TASK DESCRIPTION ▸
Transcribe each entry below exactly. Pictures do not go in the copy.

Stored items from a collection ▸
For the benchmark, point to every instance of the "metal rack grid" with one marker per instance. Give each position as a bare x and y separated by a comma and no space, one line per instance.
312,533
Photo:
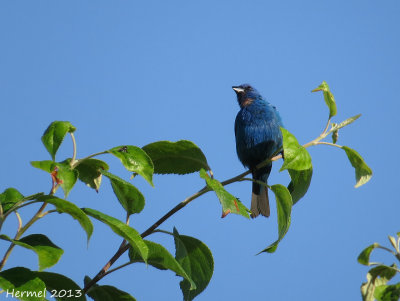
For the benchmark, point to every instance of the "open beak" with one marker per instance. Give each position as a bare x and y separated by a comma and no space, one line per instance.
237,89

RESULT FOR THIS TASK ▸
For the benchmark, point to every instance of the "metal rack grid" with one marker per instance. Give each position as a bare x and y separated by a comma and no space, one line per instance.
312,533
Photo:
For the benchmark, point to every instance of the "open beak" with one marker per instance. Give each position as a bare x and y separated by a comma and no space, one line per instance.
237,89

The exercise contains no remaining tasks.